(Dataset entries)
=-=-=-=-=

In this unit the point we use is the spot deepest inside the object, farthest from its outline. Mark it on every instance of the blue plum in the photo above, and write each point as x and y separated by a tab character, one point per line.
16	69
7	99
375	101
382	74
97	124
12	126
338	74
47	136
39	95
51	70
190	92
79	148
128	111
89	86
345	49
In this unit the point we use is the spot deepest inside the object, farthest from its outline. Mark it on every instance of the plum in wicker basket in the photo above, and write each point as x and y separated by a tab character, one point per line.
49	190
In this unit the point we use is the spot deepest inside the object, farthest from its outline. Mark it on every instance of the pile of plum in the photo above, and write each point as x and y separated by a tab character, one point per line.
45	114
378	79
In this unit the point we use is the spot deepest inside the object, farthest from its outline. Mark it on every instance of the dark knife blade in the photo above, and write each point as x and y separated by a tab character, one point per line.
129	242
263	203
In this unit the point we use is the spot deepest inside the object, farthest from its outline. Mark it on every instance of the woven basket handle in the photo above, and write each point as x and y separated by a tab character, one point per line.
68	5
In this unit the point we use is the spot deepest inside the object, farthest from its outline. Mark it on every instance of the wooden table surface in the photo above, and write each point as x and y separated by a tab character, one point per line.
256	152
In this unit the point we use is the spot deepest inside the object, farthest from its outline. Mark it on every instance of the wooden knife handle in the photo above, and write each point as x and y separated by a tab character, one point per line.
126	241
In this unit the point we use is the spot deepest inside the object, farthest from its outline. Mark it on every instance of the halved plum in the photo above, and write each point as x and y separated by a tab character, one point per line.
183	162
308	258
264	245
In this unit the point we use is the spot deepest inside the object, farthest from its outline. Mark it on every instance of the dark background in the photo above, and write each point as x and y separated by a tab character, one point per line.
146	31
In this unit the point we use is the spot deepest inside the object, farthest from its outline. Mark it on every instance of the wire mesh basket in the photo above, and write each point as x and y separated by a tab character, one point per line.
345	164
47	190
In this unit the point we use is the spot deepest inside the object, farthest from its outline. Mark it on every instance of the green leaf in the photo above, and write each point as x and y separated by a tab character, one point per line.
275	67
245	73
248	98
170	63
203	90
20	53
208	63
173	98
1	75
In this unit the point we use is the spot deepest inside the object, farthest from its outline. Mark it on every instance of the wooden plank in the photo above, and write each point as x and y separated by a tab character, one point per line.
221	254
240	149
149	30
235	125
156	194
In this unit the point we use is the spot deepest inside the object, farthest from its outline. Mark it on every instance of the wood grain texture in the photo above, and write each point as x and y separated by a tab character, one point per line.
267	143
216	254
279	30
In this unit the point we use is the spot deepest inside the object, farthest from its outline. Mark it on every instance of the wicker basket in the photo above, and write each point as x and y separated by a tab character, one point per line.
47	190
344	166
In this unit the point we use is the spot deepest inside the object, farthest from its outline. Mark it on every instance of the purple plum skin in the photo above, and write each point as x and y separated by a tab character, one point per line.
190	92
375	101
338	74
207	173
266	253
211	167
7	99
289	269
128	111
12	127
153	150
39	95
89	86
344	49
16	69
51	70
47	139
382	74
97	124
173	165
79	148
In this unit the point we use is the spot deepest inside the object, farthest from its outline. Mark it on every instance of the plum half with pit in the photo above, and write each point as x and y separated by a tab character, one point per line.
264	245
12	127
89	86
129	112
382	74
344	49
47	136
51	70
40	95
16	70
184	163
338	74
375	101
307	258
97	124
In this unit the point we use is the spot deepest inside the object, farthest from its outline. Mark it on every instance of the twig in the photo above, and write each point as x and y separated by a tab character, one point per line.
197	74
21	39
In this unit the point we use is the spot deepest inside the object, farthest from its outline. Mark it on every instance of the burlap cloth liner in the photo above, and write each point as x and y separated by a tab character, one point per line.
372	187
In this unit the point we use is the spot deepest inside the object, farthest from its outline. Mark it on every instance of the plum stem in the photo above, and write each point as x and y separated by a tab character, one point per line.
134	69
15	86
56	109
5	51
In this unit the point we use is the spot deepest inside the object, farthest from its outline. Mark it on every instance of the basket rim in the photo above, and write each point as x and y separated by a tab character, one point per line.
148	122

=-=-=-=-=

• _Instructions for the task_:
What is needed is an exact, complete copy of the entries above.

• _Result for this exercise_:
In this unit the point we use is the spot deepest inside the object, farthest from its outline. Mark it on every instance of the blue plum in the photo above, and write each point as x and y separated by a tab character, one point per line.
16	69
7	99
375	101
382	74
97	124
12	126
338	74
47	136
39	95
51	70
190	92
79	148
128	111
89	86
345	49
In this unit the point we use is the spot deepest inside the object, farthest from its outline. Mark it on every instance of the plum in wicker basket in the photo above, and write each point as x and y separated by a tab character, one point per line.
49	190
In this unit the point we use is the spot deepest inside the object, farthest from its outline. Mark it on every instance of the pile of plum in the photo above, and write each point as x and y separated by a tab character, one point per line.
45	114
378	79
In this unit the point we use is the spot deepest inside the object, farthest from its outline. Mark it on every instance of the dark knife blade in the photo above, and write each point as x and y separated by a tab character, one point per line.
129	242
263	203
In this unit the point we use is the spot deepest inside the object, farthest from its outline. Mark it on every instance of the woven basket handle in the photo above, and write each point as x and y separated by a tab character, one point per line.
68	5
In this unit the point we use is the spot deepest inside the object, farthest from its outline. Mark it on every instance of the wooden table surface in the photo above, and write each point as x and y separated by a tab character, one point per line.
256	152
In this unit the point we use is the spot deepest inside the object, farthest from its outline. Mark it on every instance of the wooden knife handle in the photo above, and write each point as x and y separated by a tab character, one point per line.
126	241
In this unit the point we use is the spot deepest inside the object, farthest from its outline. Mark it on every instance of the halved plum in the photo above, and write each point as x and y separated by a tab character, one point per line.
183	162
308	258
264	245
In this unit the point we use is the spot deepest inside the object, farthest from its outline. Mark it on every instance of the dark background in the photo above, and write each point as x and y separated by a tab character, one point per line.
146	31
In this unit the point we use is the spot deepest inside the object, farthest from its outline. Mark it on every instance of the wire mesh basket in the photo above, and write each point as x and y separated by a tab character, one point per line.
345	164
47	190
In this unit the point we use is the spot deepest inside the object, farthest from its outline. Mark it on every instance of the green leaf in the photo above, and write each point as x and y separated by a tab character, one point per line.
275	67
245	73
248	98
170	63
203	90
20	53
208	63
173	98
1	75
In this unit the point we use is the spot deepest inside the object, farthest from its outline. Mark it on every instance of the wooden plank in the photo above, and write each point as x and y separated by a tab character, one point per line.
221	254
240	149
149	30
235	125
156	194
In this unit the point we use is the spot deepest inside the object, farthest from its outline. Mark it on every instance of the wood grain texture in the photo above, and write each point as x and y separated by a tab character, one point per line.
267	143
216	254
279	30
In this unit the point we use is the spot deepest inside the object, farthest from its outline. Mark it on every instance of the wicker basket in the photo above, and write each point as x and y separated by a tab character, one point per line.
47	190
344	166
In this unit the point we use is the spot deepest inside the object, farthest from its outline. Mark it on every instance of the purple plum skin in the photo above, and write each point as x and y separated by a tab character, one point per line.
190	92
375	101
338	74
207	173
266	253
211	167
7	99
289	269
128	111
12	127
153	150
39	95
89	86
344	49
16	69
51	70
47	139
382	74
97	124
173	165
79	148
In this unit the point we use is the spot deepest inside the object, farthest from its outline. Mark it on every instance of the plum half with pit in the photo above, and write each point as x and y separated by a tab character, one point per line.
264	245
12	127
89	86
129	112
382	74
344	49
47	136
51	70
40	95
16	70
184	163
338	74
375	101
307	258
97	124
In this unit the point we use is the spot deepest inside the object, farthest from its outline. Mark it on every instance of the twig in the photo above, and write each point as x and y separated by a tab character, one point per line.
197	74
21	39
In this unit the point we use is the spot deepest inside the object, farthest from its outline. Mark it on every instance of the burlap cloth liner in the photo above, and write each point as x and y separated by a tab character, one point per line.
372	187
In this unit the point we use is the spot deepest inside the object, farthest from its outline. Mark it on every instance of the plum stem in the photo above, and write each point as x and y separated by a tab character, one point per line.
134	69
15	86
56	109
5	51
In this unit the point we use is the spot deepest inside the object, farthest from its outline. Mark it on every instance of the basket rim in the photo above, and write each point as x and y separated by a tab character, one point per line.
148	122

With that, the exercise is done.